STORED DATA
## START
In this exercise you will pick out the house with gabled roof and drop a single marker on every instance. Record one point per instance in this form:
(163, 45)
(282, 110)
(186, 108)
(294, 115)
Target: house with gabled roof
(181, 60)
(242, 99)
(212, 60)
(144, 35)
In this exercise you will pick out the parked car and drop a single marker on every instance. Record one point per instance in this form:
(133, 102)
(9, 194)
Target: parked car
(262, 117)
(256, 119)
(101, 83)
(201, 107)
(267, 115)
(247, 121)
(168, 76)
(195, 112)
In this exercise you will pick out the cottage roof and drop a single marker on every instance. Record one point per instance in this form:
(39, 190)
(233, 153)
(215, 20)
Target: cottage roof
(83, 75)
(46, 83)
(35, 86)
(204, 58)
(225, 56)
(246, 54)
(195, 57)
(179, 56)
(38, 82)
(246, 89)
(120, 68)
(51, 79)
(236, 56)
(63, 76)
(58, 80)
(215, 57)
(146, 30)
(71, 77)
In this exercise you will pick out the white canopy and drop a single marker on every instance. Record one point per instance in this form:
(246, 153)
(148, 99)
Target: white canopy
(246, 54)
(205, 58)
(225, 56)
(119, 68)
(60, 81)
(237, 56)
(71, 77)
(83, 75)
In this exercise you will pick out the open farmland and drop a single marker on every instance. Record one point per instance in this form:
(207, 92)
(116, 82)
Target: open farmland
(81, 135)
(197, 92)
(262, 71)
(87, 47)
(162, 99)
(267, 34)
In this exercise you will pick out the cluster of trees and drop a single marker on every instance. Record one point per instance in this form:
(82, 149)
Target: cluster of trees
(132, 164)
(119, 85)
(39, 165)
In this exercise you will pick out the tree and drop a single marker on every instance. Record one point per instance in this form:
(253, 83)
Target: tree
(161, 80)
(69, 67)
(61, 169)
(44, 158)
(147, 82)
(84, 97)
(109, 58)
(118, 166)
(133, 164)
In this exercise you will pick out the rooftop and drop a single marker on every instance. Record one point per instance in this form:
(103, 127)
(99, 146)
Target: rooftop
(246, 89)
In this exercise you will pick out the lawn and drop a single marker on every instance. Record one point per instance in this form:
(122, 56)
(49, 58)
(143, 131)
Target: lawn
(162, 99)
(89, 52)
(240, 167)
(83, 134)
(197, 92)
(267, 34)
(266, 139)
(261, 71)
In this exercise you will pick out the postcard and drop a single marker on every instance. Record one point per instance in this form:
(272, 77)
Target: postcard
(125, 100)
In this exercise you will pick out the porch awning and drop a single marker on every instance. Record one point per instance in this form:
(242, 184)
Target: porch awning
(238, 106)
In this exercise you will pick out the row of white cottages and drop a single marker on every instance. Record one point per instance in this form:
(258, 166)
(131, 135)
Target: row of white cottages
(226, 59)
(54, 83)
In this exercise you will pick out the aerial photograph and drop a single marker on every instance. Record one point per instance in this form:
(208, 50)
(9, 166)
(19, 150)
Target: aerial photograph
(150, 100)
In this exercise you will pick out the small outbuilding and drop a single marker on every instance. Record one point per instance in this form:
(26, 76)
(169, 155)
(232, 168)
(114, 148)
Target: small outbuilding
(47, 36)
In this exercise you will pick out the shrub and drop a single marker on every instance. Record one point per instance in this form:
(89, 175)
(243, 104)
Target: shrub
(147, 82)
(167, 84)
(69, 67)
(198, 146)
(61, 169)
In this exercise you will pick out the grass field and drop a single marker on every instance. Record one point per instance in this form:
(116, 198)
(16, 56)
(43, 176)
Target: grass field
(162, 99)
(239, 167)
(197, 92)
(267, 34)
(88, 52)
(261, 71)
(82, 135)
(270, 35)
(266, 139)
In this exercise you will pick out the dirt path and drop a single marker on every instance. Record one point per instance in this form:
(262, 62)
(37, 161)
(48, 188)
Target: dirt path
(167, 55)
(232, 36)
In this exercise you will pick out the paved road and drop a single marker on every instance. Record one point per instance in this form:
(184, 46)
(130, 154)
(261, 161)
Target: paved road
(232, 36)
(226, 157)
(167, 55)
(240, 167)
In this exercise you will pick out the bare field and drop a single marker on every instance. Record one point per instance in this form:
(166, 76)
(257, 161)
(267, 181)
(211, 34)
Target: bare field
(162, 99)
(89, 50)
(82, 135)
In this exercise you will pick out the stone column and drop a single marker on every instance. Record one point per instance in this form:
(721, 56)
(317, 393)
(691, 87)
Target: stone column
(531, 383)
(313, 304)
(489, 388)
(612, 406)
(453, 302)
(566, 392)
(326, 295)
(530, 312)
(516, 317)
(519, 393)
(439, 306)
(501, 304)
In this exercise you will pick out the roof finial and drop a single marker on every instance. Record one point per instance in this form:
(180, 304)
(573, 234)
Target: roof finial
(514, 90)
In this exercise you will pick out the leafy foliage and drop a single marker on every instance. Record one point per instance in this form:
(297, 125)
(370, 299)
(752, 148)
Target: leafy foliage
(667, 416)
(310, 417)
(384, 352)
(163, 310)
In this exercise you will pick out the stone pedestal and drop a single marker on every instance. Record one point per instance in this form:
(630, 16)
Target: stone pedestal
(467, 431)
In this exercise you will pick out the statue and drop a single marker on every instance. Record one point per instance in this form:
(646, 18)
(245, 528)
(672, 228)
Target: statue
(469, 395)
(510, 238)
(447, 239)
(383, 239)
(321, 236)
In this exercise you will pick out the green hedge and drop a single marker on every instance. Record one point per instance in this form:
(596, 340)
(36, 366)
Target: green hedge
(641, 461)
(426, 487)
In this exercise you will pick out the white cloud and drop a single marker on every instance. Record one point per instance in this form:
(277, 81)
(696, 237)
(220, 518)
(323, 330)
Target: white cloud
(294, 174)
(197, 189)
## END
STATED GOAL
Put every line of the rows above into a JSON list of strings, with one string per line and blank lines left out.

RESPONSE FOR THIS EXERCISE
[
  "In this exercise you will pick out the house with gabled roof and drop a single marker on every instance. Record one point per instance in this form:",
  "(163, 45)",
  "(282, 110)",
  "(186, 108)",
  "(294, 115)",
  "Target: house with gabled roof",
  "(181, 60)",
  "(242, 99)",
  "(212, 60)",
  "(144, 35)",
  "In this exercise you will pick out the parked car and drop a single marker on every instance. Record one point per instance in this form:",
  "(133, 102)",
  "(9, 194)",
  "Target: parked car",
  "(262, 117)",
  "(256, 119)",
  "(101, 83)",
  "(201, 107)",
  "(267, 115)",
  "(247, 121)",
  "(168, 76)",
  "(195, 112)",
  "In this exercise you will pick out the cottage roof and drop a single marker on every instance. Record one point per instance in this form:",
  "(39, 190)",
  "(233, 153)",
  "(215, 20)",
  "Target: cottage roof",
  "(83, 75)",
  "(46, 83)",
  "(35, 86)",
  "(204, 58)",
  "(225, 56)",
  "(246, 54)",
  "(195, 57)",
  "(179, 56)",
  "(38, 82)",
  "(246, 89)",
  "(120, 68)",
  "(51, 79)",
  "(236, 56)",
  "(63, 76)",
  "(58, 80)",
  "(215, 57)",
  "(146, 30)",
  "(71, 77)",
  "In this exercise you will pick out the white canopy and drop a single marker on every instance. Record one point per instance in this form:",
  "(246, 153)",
  "(148, 99)",
  "Target: white canopy",
  "(246, 54)",
  "(205, 58)",
  "(225, 56)",
  "(119, 68)",
  "(60, 81)",
  "(237, 56)",
  "(71, 77)",
  "(83, 75)",
  "In this exercise you will pick out the open farmland and drop a single marker on every instance. Record one point per instance in this form:",
  "(207, 92)",
  "(116, 82)",
  "Target: open farmland",
  "(81, 135)",
  "(197, 92)",
  "(262, 71)",
  "(87, 47)",
  "(162, 99)",
  "(267, 34)",
  "In this exercise you will pick out the cluster of trees and drop a single marker on every instance. Record one point per instance in this form:",
  "(82, 149)",
  "Target: cluster of trees",
  "(132, 164)",
  "(119, 85)",
  "(39, 165)",
  "In this exercise you will pick out the tree and drop a single marker on every instance. Record one point per instance in this form:",
  "(253, 83)",
  "Target: tree",
  "(161, 80)",
  "(69, 67)",
  "(61, 169)",
  "(44, 158)",
  "(147, 82)",
  "(84, 97)",
  "(109, 58)",
  "(118, 166)",
  "(133, 164)",
  "In this exercise you will pick out the rooftop and drop a single marker on every instance. Record one point per instance in this form:",
  "(103, 127)",
  "(99, 146)",
  "Target: rooftop",
  "(246, 89)",
  "In this exercise you will pick out the lawn and drop a single marker on every instance. Record one point per instance in this form:",
  "(122, 56)",
  "(49, 58)",
  "(143, 131)",
  "Target: lawn",
  "(162, 99)",
  "(89, 52)",
  "(240, 167)",
  "(83, 134)",
  "(197, 92)",
  "(267, 34)",
  "(266, 139)",
  "(261, 71)",
  "In this exercise you will pick out the postcard and drop a single marker on every instance. Record one point per instance in this form:",
  "(272, 77)",
  "Target: postcard",
  "(125, 100)",
  "In this exercise you will pick out the porch awning and drop a single marker on every instance. Record one point per instance in this form:",
  "(242, 184)",
  "Target: porch awning",
  "(238, 106)",
  "In this exercise you will pick out the row of white cottages and drop a single marker on every instance. Record one point per instance in this form:",
  "(258, 166)",
  "(131, 135)",
  "Target: row of white cottages",
  "(226, 59)",
  "(54, 83)",
  "In this exercise you will pick out the aerial photograph and drop a single marker on every instance. Record one point per instance in this form:",
  "(208, 50)",
  "(9, 166)",
  "(19, 150)",
  "Target: aerial photograph",
  "(150, 100)",
  "In this exercise you will pick out the small outbuilding and drop a single marker on every instance. Record one point per instance in this form:",
  "(26, 76)",
  "(169, 155)",
  "(232, 168)",
  "(114, 148)",
  "Target: small outbuilding",
  "(47, 36)",
  "In this exercise you will pick out the shrub and drop a single marker on every instance. Record one point per instance in this form:",
  "(89, 175)",
  "(243, 104)",
  "Target: shrub",
  "(147, 82)",
  "(167, 84)",
  "(69, 67)",
  "(198, 146)",
  "(61, 169)",
  "In this exercise you will pick out the grass field and drop a single marker on every instance. Record one point per instance in this form:",
  "(116, 198)",
  "(16, 56)",
  "(43, 176)",
  "Target: grass field",
  "(162, 99)",
  "(239, 167)",
  "(197, 92)",
  "(267, 34)",
  "(88, 52)",
  "(261, 71)",
  "(82, 135)",
  "(270, 35)",
  "(266, 139)",
  "In this exercise you will pick out the dirt path and drop a single marker on every instance. Record one point per instance in this form:",
  "(262, 62)",
  "(37, 161)",
  "(48, 188)",
  "Target: dirt path",
  "(167, 55)",
  "(232, 36)",
  "In this exercise you will pick out the paved road and drop a single marker on every instance. Record one point per instance in this form:",
  "(184, 46)",
  "(130, 154)",
  "(261, 161)",
  "Target: paved road",
  "(232, 36)",
  "(226, 157)",
  "(167, 55)",
  "(240, 167)",
  "In this exercise you will pick out the bare field and drop a single marker on every instance. Record one point per instance in this form:",
  "(166, 76)",
  "(257, 161)",
  "(267, 181)",
  "(211, 34)",
  "Target: bare field",
  "(162, 99)",
  "(89, 50)",
  "(82, 135)",
  "In this exercise you will pick out the stone column and drop a single marker on every instance. Record one point per instance in this form:",
  "(721, 56)",
  "(317, 393)",
  "(691, 87)",
  "Target: stone column",
  "(531, 383)",
  "(313, 304)",
  "(489, 388)",
  "(612, 406)",
  "(453, 302)",
  "(566, 392)",
  "(326, 295)",
  "(530, 312)",
  "(516, 317)",
  "(519, 393)",
  "(439, 306)",
  "(501, 304)",
  "In this exercise you will pick out the roof finial and drop a single marker on every instance. Record one point per instance in this form:",
  "(180, 304)",
  "(573, 234)",
  "Target: roof finial",
  "(514, 90)",
  "In this exercise you will pick out the leafy foliage and drop a single marker on every instance. Record one point per instance in this form:",
  "(297, 125)",
  "(370, 299)",
  "(752, 148)",
  "Target: leafy foliage",
  "(667, 416)",
  "(310, 417)",
  "(384, 352)",
  "(163, 310)",
  "In this exercise you will pick out the stone pedestal and drop a single marker on every instance. Record one point per instance in this form:",
  "(630, 16)",
  "Target: stone pedestal",
  "(467, 431)",
  "In this exercise you will pick out the statue and drop a single marker on every instance. Record one point per instance in this form:",
  "(646, 18)",
  "(245, 528)",
  "(672, 228)",
  "Target: statue",
  "(469, 395)",
  "(510, 238)",
  "(447, 239)",
  "(383, 239)",
  "(321, 236)",
  "In this exercise you will pick out the green hedge and drop a single marker on every instance. Record one point per instance in this form:",
  "(596, 340)",
  "(36, 366)",
  "Target: green hedge",
  "(641, 461)",
  "(426, 487)",
  "In this exercise you will pick out the white cloud and drop a single marker on every instance. Record one point per instance in this form:",
  "(277, 81)",
  "(696, 237)",
  "(220, 518)",
  "(323, 330)",
  "Target: white cloud",
  "(294, 174)",
  "(197, 189)"
]